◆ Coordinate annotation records
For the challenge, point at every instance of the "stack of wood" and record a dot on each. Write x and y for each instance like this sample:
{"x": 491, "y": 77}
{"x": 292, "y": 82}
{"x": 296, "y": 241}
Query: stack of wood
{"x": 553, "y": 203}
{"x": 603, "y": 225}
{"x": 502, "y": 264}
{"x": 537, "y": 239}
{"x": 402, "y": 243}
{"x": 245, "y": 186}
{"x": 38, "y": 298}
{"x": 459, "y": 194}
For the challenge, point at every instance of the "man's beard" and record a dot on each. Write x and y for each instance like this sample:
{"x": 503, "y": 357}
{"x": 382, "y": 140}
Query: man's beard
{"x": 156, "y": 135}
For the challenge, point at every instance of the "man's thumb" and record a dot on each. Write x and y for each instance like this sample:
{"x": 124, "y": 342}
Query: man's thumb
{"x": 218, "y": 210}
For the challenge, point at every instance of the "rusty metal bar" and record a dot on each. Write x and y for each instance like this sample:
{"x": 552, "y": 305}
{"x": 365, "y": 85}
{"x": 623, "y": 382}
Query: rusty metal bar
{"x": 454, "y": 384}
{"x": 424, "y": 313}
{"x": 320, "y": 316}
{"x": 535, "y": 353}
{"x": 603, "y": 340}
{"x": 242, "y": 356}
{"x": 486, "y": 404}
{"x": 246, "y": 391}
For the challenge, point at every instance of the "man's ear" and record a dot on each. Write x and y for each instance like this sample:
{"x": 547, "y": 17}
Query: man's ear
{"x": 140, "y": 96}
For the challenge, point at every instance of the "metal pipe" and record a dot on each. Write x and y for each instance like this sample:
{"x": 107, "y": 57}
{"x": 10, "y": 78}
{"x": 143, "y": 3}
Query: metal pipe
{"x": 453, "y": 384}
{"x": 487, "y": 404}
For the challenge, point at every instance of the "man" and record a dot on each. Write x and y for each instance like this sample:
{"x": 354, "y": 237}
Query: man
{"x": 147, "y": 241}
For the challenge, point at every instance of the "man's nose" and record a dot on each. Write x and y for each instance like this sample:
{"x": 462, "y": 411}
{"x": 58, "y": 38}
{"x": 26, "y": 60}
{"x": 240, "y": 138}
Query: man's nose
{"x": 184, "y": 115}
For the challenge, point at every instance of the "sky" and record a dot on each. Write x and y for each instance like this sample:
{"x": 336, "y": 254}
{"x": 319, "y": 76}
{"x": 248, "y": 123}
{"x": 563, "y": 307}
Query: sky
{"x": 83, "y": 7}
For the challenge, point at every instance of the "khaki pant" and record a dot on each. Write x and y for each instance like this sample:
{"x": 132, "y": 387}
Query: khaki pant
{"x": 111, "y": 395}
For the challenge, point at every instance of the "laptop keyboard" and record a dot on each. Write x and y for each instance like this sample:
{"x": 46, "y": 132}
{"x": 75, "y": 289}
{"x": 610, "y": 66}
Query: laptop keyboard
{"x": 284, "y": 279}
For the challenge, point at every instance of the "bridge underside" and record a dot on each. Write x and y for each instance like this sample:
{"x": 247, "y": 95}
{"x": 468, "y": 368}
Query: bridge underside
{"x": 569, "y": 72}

...

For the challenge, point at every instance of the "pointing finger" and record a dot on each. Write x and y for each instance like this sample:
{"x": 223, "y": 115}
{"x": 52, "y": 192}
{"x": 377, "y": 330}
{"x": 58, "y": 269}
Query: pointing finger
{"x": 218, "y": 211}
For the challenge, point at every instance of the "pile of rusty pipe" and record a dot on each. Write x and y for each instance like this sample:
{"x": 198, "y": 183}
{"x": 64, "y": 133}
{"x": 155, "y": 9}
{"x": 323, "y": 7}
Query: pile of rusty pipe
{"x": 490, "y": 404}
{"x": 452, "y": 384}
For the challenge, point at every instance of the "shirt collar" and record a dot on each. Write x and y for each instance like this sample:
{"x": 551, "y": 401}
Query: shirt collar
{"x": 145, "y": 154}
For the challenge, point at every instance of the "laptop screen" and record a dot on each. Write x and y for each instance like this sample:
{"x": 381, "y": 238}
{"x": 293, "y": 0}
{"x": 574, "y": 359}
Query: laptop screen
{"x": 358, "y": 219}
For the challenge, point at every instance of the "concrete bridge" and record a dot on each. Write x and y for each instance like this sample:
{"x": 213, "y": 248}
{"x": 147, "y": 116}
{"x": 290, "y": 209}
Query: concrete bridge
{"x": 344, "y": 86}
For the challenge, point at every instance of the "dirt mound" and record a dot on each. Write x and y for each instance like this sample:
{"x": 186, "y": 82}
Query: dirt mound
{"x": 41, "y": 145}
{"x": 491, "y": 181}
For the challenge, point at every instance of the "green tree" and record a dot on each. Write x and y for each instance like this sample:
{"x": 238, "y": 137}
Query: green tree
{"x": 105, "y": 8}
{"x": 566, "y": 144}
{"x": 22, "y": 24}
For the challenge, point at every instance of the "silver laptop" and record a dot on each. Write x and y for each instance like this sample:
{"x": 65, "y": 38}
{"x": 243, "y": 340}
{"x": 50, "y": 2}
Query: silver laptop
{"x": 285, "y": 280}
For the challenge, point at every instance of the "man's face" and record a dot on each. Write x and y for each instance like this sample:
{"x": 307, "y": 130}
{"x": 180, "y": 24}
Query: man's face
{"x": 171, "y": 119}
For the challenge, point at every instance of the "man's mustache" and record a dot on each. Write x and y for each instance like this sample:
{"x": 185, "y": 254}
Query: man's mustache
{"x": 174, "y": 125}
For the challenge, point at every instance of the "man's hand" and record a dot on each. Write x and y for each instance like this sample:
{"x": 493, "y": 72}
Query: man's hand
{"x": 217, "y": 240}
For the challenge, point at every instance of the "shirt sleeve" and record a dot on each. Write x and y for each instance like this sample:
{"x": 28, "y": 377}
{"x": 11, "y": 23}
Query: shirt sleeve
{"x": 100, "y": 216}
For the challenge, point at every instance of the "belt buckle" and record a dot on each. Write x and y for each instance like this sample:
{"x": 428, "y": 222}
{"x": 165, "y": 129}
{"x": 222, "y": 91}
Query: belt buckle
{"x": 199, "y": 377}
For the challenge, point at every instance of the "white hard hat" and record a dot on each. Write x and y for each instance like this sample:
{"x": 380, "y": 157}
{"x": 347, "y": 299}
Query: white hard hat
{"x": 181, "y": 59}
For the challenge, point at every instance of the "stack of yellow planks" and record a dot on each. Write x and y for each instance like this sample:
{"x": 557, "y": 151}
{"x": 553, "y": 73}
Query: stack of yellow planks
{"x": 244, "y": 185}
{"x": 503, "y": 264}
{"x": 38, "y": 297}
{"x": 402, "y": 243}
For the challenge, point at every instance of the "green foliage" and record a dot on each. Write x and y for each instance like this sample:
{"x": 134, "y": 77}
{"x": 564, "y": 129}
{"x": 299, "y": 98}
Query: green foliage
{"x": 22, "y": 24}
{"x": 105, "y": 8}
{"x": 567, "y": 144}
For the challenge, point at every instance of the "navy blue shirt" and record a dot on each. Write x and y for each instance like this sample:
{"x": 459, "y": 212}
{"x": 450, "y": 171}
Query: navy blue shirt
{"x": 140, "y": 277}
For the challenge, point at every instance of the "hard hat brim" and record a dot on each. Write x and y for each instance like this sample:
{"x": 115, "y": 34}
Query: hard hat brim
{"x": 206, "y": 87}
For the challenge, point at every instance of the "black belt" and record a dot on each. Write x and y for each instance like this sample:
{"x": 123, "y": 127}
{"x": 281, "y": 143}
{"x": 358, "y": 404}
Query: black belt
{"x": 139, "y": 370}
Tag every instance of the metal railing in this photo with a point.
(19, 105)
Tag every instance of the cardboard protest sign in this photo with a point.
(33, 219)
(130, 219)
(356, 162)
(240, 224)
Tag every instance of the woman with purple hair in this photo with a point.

* * *

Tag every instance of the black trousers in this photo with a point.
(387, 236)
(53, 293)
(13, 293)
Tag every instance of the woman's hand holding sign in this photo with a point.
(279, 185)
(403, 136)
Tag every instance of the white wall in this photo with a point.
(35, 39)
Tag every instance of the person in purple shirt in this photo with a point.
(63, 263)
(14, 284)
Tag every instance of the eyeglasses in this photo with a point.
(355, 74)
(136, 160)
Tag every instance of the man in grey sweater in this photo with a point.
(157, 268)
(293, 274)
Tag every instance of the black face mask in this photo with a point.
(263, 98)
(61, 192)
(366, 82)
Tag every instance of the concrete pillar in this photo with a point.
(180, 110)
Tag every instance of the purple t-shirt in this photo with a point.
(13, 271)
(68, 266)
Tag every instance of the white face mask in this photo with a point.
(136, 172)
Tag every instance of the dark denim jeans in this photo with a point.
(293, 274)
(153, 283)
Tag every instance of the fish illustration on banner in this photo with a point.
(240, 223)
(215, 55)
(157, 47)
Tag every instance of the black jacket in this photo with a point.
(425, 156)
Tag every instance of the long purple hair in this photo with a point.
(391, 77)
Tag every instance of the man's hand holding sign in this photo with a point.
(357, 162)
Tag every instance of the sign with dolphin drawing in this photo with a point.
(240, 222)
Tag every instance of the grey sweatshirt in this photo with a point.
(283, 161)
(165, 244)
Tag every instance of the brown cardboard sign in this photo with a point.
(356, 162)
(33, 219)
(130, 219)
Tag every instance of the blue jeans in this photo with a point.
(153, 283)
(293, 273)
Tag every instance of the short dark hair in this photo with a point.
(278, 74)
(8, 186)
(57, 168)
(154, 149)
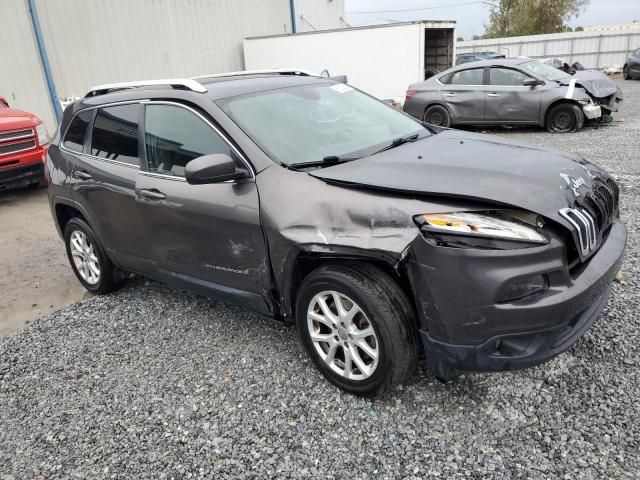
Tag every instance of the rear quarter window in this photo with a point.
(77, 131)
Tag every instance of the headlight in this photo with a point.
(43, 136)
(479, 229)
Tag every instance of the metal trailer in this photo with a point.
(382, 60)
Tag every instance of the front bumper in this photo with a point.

◆ WHAT NEEDS TO BE DONE
Extract the lines of the listing from the one containing "Tag every instance of the rear" through the one containing "Tag every instance of the front", reproducing each line verbatim.

◆ THE RESULT
Tag every instance of the rear quarter window in this photo with a point.
(77, 131)
Tag every instance of the headlight in this photo with a point.
(43, 136)
(479, 229)
Tag every instance of the metal trailer in this photo with a point.
(382, 60)
Tag every instance of the front bumper in this photo with a point.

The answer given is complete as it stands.